What you need to do:
Your task is to transcribe the entries below exactly, beginning with the line containing "of the canopy" and ending with the final line, and to add nothing else.

Start of Materials provided

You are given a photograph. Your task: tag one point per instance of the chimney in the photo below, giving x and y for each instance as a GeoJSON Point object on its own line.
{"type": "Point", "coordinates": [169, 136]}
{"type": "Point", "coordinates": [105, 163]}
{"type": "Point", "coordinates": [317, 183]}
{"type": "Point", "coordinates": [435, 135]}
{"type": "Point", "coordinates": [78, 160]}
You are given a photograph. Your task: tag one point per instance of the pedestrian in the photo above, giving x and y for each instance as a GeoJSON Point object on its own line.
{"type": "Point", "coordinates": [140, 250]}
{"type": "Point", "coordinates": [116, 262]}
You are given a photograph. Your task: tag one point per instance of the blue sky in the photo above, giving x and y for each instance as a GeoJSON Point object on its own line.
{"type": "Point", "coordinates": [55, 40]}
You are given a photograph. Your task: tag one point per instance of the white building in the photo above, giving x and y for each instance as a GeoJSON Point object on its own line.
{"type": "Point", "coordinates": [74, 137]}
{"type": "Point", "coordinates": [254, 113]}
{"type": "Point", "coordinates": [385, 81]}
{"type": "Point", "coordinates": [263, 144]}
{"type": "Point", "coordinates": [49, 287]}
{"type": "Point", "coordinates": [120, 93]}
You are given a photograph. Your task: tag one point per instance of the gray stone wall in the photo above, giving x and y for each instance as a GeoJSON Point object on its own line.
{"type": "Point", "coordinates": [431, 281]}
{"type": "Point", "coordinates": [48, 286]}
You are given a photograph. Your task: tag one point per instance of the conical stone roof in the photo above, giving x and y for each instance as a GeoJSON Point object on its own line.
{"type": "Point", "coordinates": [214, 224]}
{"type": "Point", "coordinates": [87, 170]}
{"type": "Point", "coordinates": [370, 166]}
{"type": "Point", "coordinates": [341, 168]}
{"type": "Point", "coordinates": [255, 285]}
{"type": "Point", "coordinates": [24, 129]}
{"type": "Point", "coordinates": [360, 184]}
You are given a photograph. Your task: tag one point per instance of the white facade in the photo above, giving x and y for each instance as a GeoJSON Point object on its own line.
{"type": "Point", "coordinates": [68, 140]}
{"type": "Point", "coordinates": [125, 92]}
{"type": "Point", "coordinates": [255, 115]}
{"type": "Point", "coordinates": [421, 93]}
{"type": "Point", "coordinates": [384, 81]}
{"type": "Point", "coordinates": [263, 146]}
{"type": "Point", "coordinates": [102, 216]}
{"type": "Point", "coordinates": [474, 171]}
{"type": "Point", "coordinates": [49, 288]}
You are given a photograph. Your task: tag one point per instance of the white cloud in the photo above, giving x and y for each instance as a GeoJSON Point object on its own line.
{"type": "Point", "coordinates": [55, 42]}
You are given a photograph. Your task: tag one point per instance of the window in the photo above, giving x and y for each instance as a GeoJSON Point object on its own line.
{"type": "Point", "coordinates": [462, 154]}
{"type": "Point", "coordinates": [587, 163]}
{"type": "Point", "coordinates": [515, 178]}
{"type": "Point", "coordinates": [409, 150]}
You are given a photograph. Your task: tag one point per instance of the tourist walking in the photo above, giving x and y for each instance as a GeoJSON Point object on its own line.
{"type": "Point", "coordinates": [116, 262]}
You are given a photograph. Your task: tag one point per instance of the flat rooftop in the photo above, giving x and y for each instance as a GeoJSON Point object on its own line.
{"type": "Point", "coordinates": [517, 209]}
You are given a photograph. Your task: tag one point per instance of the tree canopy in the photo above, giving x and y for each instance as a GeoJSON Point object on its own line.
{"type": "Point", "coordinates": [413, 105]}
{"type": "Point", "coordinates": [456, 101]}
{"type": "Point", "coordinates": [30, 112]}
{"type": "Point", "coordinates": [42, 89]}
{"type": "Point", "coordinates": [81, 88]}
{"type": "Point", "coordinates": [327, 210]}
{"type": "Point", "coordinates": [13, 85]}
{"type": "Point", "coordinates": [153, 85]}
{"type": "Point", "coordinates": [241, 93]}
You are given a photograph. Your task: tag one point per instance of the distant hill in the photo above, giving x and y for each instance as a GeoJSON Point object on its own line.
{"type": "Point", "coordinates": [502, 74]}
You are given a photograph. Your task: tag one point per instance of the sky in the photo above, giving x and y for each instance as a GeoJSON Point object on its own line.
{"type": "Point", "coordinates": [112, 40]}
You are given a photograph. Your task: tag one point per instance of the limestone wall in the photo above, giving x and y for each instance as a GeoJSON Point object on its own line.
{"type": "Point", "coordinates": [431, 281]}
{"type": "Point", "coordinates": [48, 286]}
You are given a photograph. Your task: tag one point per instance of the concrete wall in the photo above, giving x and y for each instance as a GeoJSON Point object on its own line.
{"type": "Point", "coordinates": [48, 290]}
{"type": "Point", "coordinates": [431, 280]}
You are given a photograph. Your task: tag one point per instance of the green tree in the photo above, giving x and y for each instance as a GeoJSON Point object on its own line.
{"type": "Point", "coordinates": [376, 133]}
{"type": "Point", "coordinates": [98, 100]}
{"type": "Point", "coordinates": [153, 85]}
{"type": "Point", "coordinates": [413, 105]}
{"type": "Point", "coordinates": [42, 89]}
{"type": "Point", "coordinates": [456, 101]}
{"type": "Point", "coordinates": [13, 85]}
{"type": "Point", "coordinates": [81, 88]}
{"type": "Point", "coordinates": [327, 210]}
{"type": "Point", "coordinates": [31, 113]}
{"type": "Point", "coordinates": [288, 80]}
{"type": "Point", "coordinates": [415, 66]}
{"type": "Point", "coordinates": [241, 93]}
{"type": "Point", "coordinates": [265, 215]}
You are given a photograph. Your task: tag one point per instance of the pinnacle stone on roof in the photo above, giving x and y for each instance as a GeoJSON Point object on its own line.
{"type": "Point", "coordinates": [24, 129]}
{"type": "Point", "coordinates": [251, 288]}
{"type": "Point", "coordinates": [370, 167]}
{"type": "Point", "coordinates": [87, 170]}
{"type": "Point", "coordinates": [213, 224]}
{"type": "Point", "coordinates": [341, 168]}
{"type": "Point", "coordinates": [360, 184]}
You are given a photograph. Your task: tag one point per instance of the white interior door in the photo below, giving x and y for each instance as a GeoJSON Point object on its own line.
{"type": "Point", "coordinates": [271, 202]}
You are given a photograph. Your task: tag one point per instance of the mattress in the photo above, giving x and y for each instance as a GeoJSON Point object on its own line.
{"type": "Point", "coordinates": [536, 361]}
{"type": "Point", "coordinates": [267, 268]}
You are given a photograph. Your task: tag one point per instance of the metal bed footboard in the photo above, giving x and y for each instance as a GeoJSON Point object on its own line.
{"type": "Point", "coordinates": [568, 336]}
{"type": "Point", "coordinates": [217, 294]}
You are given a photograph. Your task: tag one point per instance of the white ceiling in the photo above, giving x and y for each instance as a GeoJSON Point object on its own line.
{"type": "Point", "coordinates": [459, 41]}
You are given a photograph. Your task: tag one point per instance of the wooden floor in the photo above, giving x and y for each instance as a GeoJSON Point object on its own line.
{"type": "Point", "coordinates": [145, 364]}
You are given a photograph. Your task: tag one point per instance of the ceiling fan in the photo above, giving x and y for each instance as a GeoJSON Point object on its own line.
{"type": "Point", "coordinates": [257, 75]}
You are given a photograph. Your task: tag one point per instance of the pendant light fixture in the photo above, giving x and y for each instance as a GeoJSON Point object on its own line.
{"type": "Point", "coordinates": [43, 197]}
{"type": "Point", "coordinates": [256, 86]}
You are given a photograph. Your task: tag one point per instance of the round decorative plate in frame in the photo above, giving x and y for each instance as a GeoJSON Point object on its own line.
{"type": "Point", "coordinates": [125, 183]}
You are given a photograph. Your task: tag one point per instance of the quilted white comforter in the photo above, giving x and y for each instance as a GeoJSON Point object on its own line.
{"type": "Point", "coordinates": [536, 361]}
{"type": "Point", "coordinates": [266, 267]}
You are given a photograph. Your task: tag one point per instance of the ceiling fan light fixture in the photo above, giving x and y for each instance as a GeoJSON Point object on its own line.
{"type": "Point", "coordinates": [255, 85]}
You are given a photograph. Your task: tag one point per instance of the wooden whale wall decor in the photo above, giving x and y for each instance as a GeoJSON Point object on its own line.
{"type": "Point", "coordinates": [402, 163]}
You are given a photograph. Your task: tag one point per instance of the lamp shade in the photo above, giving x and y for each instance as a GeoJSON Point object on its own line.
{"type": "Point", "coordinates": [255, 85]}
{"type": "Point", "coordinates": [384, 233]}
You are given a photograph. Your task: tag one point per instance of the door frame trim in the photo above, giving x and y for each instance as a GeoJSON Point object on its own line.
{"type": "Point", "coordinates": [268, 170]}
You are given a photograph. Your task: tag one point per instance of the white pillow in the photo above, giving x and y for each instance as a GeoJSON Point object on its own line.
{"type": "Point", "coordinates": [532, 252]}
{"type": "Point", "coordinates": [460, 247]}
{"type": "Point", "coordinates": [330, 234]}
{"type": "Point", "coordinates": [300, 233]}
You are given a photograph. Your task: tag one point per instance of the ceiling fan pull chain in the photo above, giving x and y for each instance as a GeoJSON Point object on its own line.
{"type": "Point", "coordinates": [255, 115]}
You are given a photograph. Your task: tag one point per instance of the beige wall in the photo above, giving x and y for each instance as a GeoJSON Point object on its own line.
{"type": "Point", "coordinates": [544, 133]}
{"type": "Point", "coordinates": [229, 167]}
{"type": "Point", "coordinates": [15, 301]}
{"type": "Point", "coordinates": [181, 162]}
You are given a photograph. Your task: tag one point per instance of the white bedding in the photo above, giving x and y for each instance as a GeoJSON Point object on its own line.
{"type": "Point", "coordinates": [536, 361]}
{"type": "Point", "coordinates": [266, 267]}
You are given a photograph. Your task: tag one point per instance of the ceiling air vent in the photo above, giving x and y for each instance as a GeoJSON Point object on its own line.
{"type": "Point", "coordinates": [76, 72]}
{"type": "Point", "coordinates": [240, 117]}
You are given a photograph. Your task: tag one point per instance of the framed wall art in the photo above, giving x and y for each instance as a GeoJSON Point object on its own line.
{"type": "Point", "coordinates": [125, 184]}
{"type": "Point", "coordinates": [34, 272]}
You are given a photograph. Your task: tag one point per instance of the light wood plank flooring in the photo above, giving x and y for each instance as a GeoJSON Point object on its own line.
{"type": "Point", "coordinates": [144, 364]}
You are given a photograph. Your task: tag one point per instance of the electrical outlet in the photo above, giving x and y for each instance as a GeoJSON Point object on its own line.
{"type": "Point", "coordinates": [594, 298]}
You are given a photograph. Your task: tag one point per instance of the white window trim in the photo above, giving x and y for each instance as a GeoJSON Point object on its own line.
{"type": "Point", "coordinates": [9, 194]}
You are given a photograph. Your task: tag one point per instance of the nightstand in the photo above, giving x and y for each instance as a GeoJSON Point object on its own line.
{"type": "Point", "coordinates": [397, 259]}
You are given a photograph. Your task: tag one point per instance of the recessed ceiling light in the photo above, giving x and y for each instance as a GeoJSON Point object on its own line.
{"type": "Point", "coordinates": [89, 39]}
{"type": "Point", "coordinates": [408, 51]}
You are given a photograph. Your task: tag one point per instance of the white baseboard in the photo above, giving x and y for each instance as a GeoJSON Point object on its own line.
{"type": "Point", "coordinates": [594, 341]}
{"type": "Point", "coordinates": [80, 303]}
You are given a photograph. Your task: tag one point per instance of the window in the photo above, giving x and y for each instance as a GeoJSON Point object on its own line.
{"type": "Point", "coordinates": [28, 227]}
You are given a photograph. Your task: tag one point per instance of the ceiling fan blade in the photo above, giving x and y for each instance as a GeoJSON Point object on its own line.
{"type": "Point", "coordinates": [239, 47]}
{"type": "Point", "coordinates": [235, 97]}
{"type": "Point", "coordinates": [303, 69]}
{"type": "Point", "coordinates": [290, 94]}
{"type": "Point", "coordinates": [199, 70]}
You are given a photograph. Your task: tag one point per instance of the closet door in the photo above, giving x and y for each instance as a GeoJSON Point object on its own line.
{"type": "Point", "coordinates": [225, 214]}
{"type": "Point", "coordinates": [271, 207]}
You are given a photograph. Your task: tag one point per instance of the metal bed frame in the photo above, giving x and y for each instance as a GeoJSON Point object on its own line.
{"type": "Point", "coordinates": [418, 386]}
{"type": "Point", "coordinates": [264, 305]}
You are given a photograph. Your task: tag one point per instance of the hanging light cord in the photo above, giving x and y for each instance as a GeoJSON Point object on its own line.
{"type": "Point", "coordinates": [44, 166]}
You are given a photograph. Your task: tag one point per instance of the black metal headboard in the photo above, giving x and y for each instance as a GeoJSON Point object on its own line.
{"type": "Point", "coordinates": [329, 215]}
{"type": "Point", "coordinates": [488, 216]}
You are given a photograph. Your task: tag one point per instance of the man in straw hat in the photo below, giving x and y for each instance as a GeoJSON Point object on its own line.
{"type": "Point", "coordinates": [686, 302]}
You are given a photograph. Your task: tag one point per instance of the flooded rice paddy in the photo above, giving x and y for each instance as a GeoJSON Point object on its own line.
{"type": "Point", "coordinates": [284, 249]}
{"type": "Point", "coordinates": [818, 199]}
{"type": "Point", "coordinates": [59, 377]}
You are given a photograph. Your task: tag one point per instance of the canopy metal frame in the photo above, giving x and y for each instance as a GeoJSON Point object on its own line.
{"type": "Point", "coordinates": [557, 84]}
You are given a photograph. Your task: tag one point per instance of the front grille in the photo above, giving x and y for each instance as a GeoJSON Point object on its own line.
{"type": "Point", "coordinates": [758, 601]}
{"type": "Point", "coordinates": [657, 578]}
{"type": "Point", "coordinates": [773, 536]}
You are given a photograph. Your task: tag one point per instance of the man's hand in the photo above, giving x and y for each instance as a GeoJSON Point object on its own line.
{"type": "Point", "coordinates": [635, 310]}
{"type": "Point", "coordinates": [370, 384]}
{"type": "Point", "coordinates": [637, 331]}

End of Materials provided

Result:
You are given a photograph. Your task: tag one point per instance of the canopy metal frame in the photo above, giving x and y for each instance as a GeoJSON Point object on its own line.
{"type": "Point", "coordinates": [557, 84]}
You are given a photograph. Your task: tag one point per instance of the front grille in the photo above, giving x and y for each instance as a GeoJSON Point object on its own line.
{"type": "Point", "coordinates": [758, 601]}
{"type": "Point", "coordinates": [657, 578]}
{"type": "Point", "coordinates": [773, 536]}
You are given a photograph. Your task: tag one point per instance of the man's hand in the photo above, giving x and y for each instance as a GeoJSON Point object on its own line.
{"type": "Point", "coordinates": [635, 310]}
{"type": "Point", "coordinates": [370, 384]}
{"type": "Point", "coordinates": [637, 331]}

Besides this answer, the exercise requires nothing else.